> **THE REQUEST**
Convert each line of the items that follow into a JSON list of strings, with one string per line and blank lines omitted.
+---+
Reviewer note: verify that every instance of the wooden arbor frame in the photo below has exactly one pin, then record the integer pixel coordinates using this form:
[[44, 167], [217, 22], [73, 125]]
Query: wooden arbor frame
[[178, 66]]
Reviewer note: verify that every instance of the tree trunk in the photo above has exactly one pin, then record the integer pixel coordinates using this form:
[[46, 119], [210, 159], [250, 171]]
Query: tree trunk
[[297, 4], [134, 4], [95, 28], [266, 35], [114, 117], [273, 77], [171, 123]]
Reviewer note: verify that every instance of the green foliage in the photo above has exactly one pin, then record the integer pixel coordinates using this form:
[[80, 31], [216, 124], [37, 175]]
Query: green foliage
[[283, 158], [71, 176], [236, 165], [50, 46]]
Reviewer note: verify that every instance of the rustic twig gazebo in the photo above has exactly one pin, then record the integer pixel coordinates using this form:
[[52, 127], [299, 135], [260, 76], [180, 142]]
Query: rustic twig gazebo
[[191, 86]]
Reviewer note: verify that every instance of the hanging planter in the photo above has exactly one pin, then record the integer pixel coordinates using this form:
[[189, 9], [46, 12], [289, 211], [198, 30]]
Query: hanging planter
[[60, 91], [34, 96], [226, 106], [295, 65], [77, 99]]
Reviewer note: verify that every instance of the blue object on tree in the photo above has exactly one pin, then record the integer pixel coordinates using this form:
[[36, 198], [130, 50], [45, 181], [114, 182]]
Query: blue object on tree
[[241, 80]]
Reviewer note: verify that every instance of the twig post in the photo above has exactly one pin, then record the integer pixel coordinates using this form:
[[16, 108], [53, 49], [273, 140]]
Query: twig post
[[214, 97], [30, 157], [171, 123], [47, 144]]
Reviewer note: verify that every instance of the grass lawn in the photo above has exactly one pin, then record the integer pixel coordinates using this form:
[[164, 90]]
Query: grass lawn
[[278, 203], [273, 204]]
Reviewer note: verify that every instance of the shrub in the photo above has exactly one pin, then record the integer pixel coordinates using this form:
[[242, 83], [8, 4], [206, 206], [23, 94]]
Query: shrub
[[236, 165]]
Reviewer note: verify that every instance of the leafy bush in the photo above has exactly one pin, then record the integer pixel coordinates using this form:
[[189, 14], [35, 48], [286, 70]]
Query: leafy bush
+---+
> **EXERCISE OUTPUT**
[
  "Reviewer note: verify that every instance of the wooden arbor frame in the photo below has exactly one pin, then record the integer pixel coordinates using this form:",
  "[[44, 167], [217, 22], [73, 125]]",
  "Query: wooden arbor frame",
  "[[178, 66]]",
  "Reviewer note: verify that every instance of the tree trunk in the photo above has exactly one pin, then record the integer pixel coordinates using this form:",
  "[[46, 119], [210, 159], [250, 171]]",
  "Query: tree trunk",
  "[[297, 4], [134, 4], [95, 28], [266, 35], [114, 117], [273, 77], [171, 123]]",
  "Reviewer note: verify that every instance of the green foliage in the photo above has exactly one pin, then record the integer pixel coordinates using this form:",
  "[[80, 31], [216, 124], [37, 175]]",
  "Query: green foliage",
  "[[283, 158], [71, 176], [236, 165], [50, 46]]",
  "Reviewer note: verify that every instance of the rustic twig gazebo in the photo above has exactly one pin, then record the integer pixel coordinates using this form:",
  "[[52, 127], [299, 135], [260, 76], [180, 142]]",
  "Query: rustic twig gazebo",
  "[[191, 86]]",
  "Reviewer note: verify that every instance of the hanging planter in the photo above has exactly one pin, then record the integer pixel coordinates using this form:",
  "[[189, 9], [46, 12], [289, 211], [198, 30]]",
  "Query: hanging planter",
  "[[60, 91], [34, 96], [226, 106], [295, 65], [77, 99]]",
  "Reviewer note: verify that every instance of the blue object on tree in the photo above has exactly one pin, then record the integer pixel coordinates using this form:",
  "[[36, 198], [130, 50], [45, 181], [114, 182]]",
  "Query: blue object on tree",
  "[[241, 80]]",
  "Reviewer note: verify that every instance of the twig post in the photo above has exactly one pin, then record the integer pixel coordinates using this form:",
  "[[16, 108], [53, 49], [273, 140]]",
  "Query: twig post",
  "[[214, 97], [30, 157], [171, 123], [47, 144]]",
  "Reviewer note: verify that every instance of the grass lawn in the photo above has exactly one pin, then record the integer pixel coordinates using this form:",
  "[[164, 90]]",
  "Query: grass lawn",
  "[[278, 203], [273, 204]]",
  "Reviewer note: verify that every instance of the shrub in the photo above has exactly one pin, then record the integer pixel coordinates using this form:",
  "[[242, 83], [8, 4], [206, 206], [23, 94]]",
  "Query: shrub",
  "[[236, 165]]",
  "Reviewer note: verify that every instance of the leafy bush in the photo above has exactly one pin, then record the integer pixel coordinates using this form:",
  "[[189, 14], [35, 48], [286, 70]]",
  "Query: leafy bush"
]